▶ [Required task]: Copy out every line of the records below, changing "shown in this picture" to "visible in this photo" wherever it occurs and leaving everything else untouched. Omit the pictures.

─── Exercise input

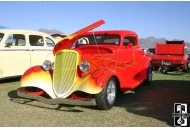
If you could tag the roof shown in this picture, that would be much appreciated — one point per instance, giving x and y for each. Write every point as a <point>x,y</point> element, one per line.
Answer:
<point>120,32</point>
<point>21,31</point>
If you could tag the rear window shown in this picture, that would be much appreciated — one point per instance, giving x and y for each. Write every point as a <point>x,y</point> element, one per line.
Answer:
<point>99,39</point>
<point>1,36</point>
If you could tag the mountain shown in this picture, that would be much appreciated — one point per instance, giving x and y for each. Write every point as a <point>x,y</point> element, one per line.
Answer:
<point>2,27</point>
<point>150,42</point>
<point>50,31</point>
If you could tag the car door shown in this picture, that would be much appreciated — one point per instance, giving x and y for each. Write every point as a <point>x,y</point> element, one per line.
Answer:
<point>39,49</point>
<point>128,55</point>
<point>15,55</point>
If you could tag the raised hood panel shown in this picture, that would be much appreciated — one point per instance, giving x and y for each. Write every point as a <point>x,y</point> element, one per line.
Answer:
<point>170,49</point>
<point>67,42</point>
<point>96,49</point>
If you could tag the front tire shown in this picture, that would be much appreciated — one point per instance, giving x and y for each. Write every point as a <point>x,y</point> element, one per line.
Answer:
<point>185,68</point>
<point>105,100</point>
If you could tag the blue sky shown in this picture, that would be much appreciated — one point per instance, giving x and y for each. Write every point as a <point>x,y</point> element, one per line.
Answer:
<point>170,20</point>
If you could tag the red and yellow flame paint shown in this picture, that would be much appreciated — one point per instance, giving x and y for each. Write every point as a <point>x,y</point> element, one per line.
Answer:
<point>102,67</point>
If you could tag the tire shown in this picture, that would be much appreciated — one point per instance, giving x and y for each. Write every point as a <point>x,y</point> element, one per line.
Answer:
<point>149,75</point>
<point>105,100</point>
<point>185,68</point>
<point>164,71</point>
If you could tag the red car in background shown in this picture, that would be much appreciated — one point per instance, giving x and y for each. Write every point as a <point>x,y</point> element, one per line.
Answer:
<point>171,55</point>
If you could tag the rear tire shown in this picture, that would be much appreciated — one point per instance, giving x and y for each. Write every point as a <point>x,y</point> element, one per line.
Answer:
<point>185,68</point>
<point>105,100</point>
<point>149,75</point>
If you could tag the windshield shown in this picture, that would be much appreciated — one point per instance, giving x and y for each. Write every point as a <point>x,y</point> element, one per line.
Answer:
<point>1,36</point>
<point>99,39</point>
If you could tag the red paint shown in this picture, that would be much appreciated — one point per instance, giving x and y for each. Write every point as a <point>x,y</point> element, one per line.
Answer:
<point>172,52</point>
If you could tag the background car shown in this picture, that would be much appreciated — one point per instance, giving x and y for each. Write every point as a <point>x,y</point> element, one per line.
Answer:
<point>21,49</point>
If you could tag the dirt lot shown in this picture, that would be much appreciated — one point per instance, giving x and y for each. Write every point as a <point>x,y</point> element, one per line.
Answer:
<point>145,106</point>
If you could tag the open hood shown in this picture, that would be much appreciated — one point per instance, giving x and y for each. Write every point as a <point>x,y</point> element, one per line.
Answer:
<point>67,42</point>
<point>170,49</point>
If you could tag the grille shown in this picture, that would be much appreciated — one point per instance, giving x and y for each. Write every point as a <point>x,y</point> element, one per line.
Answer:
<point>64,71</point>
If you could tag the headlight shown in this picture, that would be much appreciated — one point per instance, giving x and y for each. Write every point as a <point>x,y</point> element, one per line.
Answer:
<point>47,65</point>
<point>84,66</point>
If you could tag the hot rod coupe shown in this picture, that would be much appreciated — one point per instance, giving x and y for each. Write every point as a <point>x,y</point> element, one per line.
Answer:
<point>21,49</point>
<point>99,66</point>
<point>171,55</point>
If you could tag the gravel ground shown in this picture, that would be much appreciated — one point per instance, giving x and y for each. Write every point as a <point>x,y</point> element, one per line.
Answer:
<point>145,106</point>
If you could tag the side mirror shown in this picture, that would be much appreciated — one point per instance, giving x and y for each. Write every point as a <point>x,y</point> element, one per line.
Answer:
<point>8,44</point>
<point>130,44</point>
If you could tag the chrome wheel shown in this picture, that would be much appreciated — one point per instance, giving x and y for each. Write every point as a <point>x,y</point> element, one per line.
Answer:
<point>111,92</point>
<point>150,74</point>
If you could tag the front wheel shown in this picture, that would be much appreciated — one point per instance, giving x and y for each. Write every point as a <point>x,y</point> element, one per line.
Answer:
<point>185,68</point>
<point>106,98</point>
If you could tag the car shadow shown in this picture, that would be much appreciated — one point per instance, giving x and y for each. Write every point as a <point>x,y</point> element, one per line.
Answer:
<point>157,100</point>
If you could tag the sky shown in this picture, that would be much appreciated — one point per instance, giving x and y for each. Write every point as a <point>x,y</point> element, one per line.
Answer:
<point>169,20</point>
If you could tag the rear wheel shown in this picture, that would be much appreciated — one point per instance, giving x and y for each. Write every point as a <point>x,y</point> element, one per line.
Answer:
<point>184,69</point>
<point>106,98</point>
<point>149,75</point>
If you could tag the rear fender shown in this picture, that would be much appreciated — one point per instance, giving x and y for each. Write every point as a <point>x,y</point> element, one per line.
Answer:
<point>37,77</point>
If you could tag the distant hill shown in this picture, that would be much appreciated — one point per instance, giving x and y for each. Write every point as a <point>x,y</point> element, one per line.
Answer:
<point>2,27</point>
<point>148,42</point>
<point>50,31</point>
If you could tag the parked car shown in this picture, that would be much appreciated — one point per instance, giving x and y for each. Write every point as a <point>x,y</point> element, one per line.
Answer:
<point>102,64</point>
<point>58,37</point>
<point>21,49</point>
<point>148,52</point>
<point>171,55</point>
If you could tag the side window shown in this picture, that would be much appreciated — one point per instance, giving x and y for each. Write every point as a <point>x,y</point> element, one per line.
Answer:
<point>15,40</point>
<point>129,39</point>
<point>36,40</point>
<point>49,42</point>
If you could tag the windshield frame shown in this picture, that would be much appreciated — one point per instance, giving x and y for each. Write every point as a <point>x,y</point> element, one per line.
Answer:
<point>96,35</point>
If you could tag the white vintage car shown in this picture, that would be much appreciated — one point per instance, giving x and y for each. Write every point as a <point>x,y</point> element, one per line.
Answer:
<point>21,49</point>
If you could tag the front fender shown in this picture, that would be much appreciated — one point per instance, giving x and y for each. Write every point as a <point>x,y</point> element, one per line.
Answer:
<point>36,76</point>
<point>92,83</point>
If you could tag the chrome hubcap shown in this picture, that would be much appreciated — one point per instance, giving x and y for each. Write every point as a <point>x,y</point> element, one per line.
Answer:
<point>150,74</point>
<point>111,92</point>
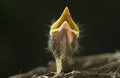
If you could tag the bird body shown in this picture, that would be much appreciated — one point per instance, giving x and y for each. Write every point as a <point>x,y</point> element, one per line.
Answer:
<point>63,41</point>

──────

▶ [Output of the task]:
If you could tag the roof visible in this photo, that would be much appreciated — one point per instance, giving x and y for each. Write every point as a <point>x,y</point> element, one per line.
Answer:
<point>120,32</point>
<point>21,31</point>
If you could tag the rear window visible in this photo, that would be much appreciated — one point per instance, giving x and y for each. Write every point as a <point>x,y</point> element, one per line.
Answer:
<point>99,39</point>
<point>1,36</point>
If you could tag the mountain visible in this photo, that would be much appreciated — one point per instance, giving x and y for each. Write every point as a <point>x,y</point> element, one per line.
Answer:
<point>2,27</point>
<point>150,42</point>
<point>50,31</point>
If you could tag the car door visible in this photo, that would be much appreciated — one point per instance, giving x and y for each. Write every point as a <point>x,y</point> element, one per line.
Answer:
<point>39,49</point>
<point>128,55</point>
<point>15,55</point>
If you could tag the raised hood panel visible in this photo, that would be much appreciated — one point per instance, giving x and y for each. Write every point as a <point>x,y</point> element, one per line.
Answer:
<point>170,49</point>
<point>67,42</point>
<point>96,49</point>
If you could tag the front tire visible in this photo, that would be much appreciated — one point per instance, giving x and y for each. Write every point as a <point>x,y</point> element, one per line.
Answer:
<point>185,68</point>
<point>105,100</point>
If you could tag the blue sky visible in this photo, that would be much appreciated — one point per instance, giving x and y for each. Write every point as a <point>x,y</point> element, one per line.
Answer:
<point>170,20</point>
If you could tag the red and yellow flame paint visible in this photo, that would be much appreciated — one point per instance, giving x and y for each. Write every point as a <point>x,y</point> element, one per line.
Answer:
<point>102,67</point>
If you could tag the tire visible in this photo, that would be much appreciated — one point per instance, giving x and y for each. Write every point as a <point>x,y</point> element, one per line.
Answer:
<point>149,75</point>
<point>105,100</point>
<point>185,68</point>
<point>164,71</point>
If you could tag the red car in background visible in this photo, that would be much appreciated — one point per instance, giving x and y for each. Write every point as a <point>x,y</point> element, one per line.
Answer:
<point>171,55</point>
If you could tag the rear tire visible in this photo, that would be much appreciated — one point per instance, giving x and y for each. Write every point as a <point>x,y</point> element, one per line.
Answer:
<point>185,68</point>
<point>105,100</point>
<point>149,75</point>
If you could tag the windshield visible in this photo, that would be much appreciated — one point per instance, giving x and y for each. Write every point as a <point>x,y</point> element, one per line.
Answer:
<point>1,36</point>
<point>99,39</point>
If you could tag the red paint visible in this photo, that would be much appreciated — one point per instance, giving x and y for each. Write every point as a <point>x,y</point> element, one per line.
Answer:
<point>172,52</point>
If you could tag the background car visible in this photo, that would be much appreciated — one point per instance, giving x and y for each. Write every point as a <point>x,y</point> element, one per line.
Answer:
<point>21,49</point>
If you could tag the dirt lot visible in this photo, that would be much appreciated — one point per instance, giving x and y for each. Write every point as a <point>x,y</point> element, one per line.
Answer:
<point>145,106</point>
If you could tag the open hood visible in this photo, that would be much appreciated — one point per instance, giving x and y for each. Write every point as a <point>x,y</point> element, one per line.
Answer:
<point>67,42</point>
<point>170,49</point>
If you could tag the grille visible in this photo, that would be much appreciated — one point per instance, giving x and y for each. Write every point as a <point>x,y</point> element, one per line.
Answer:
<point>64,71</point>
If you could tag the headlight visible in this photo, that would be much appreciated — one point per instance, giving x and y for each. Write every point as a <point>x,y</point> element, one per line.
Answer:
<point>47,65</point>
<point>84,66</point>
If you could tag the hot rod coupe visible in this photo, that would be much appreciated — one point per instance, giving x and y for each. Write every point as a <point>x,y</point> element, one per line.
Answer:
<point>21,49</point>
<point>99,66</point>
<point>171,55</point>
If you could tag the gravel ground visible in this photo, that would be much appreciated — one point per instance, giving x and y for each. Write every point as a <point>x,y</point> element, one per line.
Answer:
<point>145,106</point>
If you could tag the side mirror visible in this photo, that would be much appreciated — one point per instance, giving x and y for each. Write every point as a <point>x,y</point> element, one per line.
Answer:
<point>8,44</point>
<point>130,44</point>
If you could tag the chrome wheel visible in this photo, that would be much appreciated — one point per instance, giving x and y for each. Write every point as a <point>x,y</point> element, one per line.
Answer:
<point>111,92</point>
<point>150,74</point>
If you could tag the front wheel visible in this photo, that would be much appreciated — one point per instance, giving x and y for each. Write every point as a <point>x,y</point> element, one per line.
Answer:
<point>185,68</point>
<point>106,98</point>
If you could tag the car shadow visible in this photo, that would be much appreciated — one point per instance, giving x and y for each. Write every point as a <point>x,y</point> element, one per line.
Answer:
<point>157,100</point>
If you could tag the sky visible in this photo, that would be much appreciated — one point per instance, giving x and y for each. Write every point as a <point>x,y</point> element, one per line.
Answer:
<point>169,20</point>
If you could tag the rear wheel visible in this photo, that would be much appreciated — one point per instance, giving x and y for each. Write every point as a <point>x,y</point> element, one per line.
Answer:
<point>184,69</point>
<point>106,98</point>
<point>149,75</point>
If you could tag the rear fender visible in this photo, that would be much appreciated — one point per instance, giving x and y for each. Write every point as a <point>x,y</point> element, one per line.
Answer:
<point>37,77</point>
If you could tag the distant hill visible in this photo, that would be much appreciated — one point per instance, giving x and y for each. Write every point as a <point>x,y</point> element, one per line.
Answer:
<point>2,27</point>
<point>148,42</point>
<point>50,31</point>
If you could tag the parked car visible in this photo, that would be much appreciated — one point per instance, giving x and y for each. Write every point as a <point>x,y</point> element, one per line.
Answer:
<point>102,64</point>
<point>58,37</point>
<point>21,49</point>
<point>148,52</point>
<point>171,55</point>
If you could tag the side window visible in this photo, that would be much appreciated — one point per instance, giving x and y for each. Write every point as a <point>x,y</point> element, one per line.
Answer:
<point>15,40</point>
<point>129,39</point>
<point>36,40</point>
<point>49,42</point>
If you could tag the windshield frame visible in this photo, that would be much appreciated — one point per instance, giving x and y for each. Write every point as a <point>x,y</point> element, one per line.
Answer:
<point>96,35</point>
If you could tag the white vintage car visible in this photo, that would be much appreciated — one point per instance, giving x and y for each. Write every point as a <point>x,y</point> element, one per line.
Answer:
<point>21,49</point>
If you could tag the front fender visible in this photo, that would be much appreciated — one point per instance, giving x and y for each. Write every point as a <point>x,y</point> element, one per line.
Answer:
<point>36,76</point>
<point>92,83</point>
If you could tag the chrome hubcap visible in this photo, that would be much appreciated — one point per instance, giving x and y for each. Write every point as a <point>x,y</point> element, one per line.
Answer:
<point>150,74</point>
<point>111,92</point>
If you could tag the bird body visible in this photo, that would be much appreciated — one point per instance, giving x and y for each. Write every point as a <point>x,y</point> element, one per line.
Answer:
<point>63,41</point>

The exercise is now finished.